[Source material — start]

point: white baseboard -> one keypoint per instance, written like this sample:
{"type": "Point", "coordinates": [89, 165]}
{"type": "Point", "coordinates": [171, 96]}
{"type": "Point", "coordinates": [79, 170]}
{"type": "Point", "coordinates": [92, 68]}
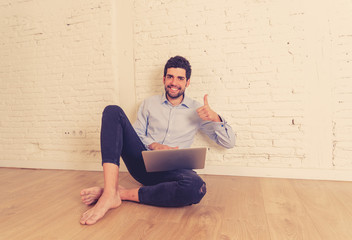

[Source material — finish]

### Task item
Apart from the pictures, all of the data must be duplicated exactly as shown above.

### Result
point: white baseboard -> one keypoint per instance, written like this sample:
{"type": "Point", "coordinates": [89, 165]}
{"type": "Point", "coordinates": [171, 96]}
{"type": "Point", "coordinates": [79, 170]}
{"type": "Point", "coordinates": [92, 68]}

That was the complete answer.